- Description of the task
Please return, unchanged, the lines of the records below, starting with the line that contains "For every <instance>, you" and going on through the line that contains "box: [40, 80, 180, 147]".

══ Records for processing

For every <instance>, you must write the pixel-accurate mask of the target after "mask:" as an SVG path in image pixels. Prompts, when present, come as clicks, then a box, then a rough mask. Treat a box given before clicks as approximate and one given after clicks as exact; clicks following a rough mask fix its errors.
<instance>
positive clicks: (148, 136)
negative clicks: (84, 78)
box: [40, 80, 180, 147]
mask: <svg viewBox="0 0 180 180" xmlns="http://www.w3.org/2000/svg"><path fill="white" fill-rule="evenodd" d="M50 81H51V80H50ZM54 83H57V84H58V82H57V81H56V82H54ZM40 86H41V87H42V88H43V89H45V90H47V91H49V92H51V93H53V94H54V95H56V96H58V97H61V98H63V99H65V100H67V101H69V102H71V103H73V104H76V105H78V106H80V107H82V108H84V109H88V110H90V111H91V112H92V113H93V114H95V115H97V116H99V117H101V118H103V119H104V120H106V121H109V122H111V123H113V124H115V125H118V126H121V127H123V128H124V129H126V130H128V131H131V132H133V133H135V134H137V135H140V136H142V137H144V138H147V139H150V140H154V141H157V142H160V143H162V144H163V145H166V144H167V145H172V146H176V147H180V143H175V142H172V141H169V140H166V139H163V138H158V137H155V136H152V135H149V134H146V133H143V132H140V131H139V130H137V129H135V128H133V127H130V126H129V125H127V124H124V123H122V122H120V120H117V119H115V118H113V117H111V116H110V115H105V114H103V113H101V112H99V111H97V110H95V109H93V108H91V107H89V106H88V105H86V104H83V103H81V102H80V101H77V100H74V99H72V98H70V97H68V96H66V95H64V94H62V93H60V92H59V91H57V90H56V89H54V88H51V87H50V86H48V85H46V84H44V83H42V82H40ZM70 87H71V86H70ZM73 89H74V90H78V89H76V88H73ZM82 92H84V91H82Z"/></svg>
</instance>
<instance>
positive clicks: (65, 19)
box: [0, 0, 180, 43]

════
══ Records for processing

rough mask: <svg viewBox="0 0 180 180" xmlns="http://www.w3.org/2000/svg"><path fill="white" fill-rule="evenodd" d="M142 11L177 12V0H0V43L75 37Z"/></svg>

════
══ Records for processing

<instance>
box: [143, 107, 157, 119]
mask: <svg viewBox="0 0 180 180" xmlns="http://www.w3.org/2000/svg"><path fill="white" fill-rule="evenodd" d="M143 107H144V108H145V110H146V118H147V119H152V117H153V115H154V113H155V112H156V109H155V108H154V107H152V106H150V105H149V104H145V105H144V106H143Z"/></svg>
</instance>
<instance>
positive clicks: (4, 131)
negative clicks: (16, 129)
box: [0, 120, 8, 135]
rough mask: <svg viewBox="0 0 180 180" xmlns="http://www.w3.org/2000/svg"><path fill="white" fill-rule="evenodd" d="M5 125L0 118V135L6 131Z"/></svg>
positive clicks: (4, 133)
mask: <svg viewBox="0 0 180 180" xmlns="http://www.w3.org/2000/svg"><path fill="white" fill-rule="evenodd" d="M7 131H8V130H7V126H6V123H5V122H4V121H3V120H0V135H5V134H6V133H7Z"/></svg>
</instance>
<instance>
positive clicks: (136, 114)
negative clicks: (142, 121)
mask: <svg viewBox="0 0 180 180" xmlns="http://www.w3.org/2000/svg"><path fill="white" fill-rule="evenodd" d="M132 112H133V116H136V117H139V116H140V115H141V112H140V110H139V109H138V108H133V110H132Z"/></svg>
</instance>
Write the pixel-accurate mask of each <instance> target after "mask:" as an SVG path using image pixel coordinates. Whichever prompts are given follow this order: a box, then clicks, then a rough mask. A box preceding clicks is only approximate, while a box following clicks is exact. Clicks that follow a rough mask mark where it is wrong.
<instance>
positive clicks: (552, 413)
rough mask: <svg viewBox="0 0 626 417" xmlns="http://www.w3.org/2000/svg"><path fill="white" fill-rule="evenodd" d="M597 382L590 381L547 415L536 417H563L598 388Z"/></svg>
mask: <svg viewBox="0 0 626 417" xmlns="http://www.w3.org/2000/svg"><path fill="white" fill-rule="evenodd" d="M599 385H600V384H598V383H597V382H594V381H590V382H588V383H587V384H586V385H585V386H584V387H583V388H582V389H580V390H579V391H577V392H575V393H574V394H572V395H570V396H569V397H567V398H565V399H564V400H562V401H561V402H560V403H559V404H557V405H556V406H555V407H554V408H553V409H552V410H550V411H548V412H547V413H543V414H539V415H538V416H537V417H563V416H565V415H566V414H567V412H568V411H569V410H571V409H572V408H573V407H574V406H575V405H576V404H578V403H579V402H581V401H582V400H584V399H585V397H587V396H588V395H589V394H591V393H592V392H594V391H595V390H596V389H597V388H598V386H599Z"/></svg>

════

- Task answer
For every <instance>, you must write the pixel-accurate mask of the target after "mask:" as an SVG path in image pixels. Prompts, when present, come as clicks, then a box, then a rough mask. Treat a box given before clicks as approximate and one given after clicks as exact; clicks following a rough mask fix its errors.
<instance>
positive clicks: (148, 136)
negative clicks: (84, 78)
box: [40, 80, 180, 147]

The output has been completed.